珍しくも無い本の雑感20

  • 添乗員

添乗員付きの海外旅行に行き始めて6年。
随分、いろんな添乗員さんと出会った。
いろんなヒトがいる。
が、間違い無く共通点もある。
皆さんに共通してるのは圧倒的な量のアドレナリン。
それと信じられないくらいの忍耐力。
海外旅行は好きだけど、絶対に出来ない仕事だと思う。
添乗員さんの中でも忘れられないヒトの1人。
それが「樋口進氏」
日通旅行の現役添乗員だ。
このヒトに出会ったのは1999年12月31日。
イタリアツアーの時だった。
集合は成田空港の団体カウンター。
日通旅行の受付カウンターに行った。
眼鏡を掛けた中年のおっさんにパスポートを渡した。
「あれっ、パスポート切れてますね」
「えっ?そんなバナナ?」
「はい、冗談ですよ。ふぁっふぁっふぁっ」

データ項目
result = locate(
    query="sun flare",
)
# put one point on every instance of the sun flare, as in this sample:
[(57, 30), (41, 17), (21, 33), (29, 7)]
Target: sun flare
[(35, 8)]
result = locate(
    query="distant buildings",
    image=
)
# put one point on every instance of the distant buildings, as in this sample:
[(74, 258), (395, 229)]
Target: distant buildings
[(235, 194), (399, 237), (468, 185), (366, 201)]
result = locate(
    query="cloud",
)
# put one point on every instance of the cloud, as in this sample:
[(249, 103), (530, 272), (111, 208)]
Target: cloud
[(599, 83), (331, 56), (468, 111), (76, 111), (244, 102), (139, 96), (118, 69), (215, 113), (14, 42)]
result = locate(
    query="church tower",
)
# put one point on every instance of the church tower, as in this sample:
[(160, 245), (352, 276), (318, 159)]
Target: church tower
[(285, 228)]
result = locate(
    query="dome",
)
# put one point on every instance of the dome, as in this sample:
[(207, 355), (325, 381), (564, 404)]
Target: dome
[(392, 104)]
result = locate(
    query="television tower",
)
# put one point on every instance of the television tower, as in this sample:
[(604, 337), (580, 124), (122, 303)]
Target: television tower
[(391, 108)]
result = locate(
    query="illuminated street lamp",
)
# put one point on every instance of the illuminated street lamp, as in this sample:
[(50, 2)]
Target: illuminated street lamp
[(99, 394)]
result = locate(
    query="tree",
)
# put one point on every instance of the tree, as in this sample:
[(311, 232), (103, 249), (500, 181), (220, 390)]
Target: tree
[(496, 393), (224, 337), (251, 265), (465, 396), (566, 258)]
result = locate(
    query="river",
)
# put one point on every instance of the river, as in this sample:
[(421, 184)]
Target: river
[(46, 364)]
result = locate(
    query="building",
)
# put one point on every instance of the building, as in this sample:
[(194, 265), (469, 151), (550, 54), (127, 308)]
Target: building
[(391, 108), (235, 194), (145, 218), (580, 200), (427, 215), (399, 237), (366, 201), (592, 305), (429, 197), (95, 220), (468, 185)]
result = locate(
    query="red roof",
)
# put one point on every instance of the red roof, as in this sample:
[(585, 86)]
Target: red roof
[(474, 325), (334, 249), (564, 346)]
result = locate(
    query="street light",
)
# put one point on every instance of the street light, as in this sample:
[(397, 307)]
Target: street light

» **課題内容**: 添乗員についての文章を、最後の台詞の後から続けて書くこと。

» **解答結果**:
何だ、こいつ?
大丈夫か?
これが樋口氏の第一印象。

  • 一家言

樋口氏はユニークだった。
初っ端の説明会で一説ぶった。
「旅行を楽しくするもしないも、お客さまの心掛け次第です」
おいおい、言うねえ・・・。
その通りだけどさ。
多分、びっくりしたヒトも多いんじゃないかな。
樋口氏は旅の心構えに一家言持っていた。
道中、話の端々に独特の言い回しを感じて思わずニヤついてしまった。
子どものしつけ、公の場でのマナー、緊張感、価値観・・・。
「郷にいれば郷に従え」と言い切る。
旅を楽しむ為の心構え、観光の為の視点などなど・・・。
面白かった。
何度も胸のすく思いで聞いてた。
樋口氏はパソコンを持参していた。
ほとんど家にいないので家族と常にメールのやり取りをしているとか。
ホテルのロビーでいろんな写真も見せてもらった。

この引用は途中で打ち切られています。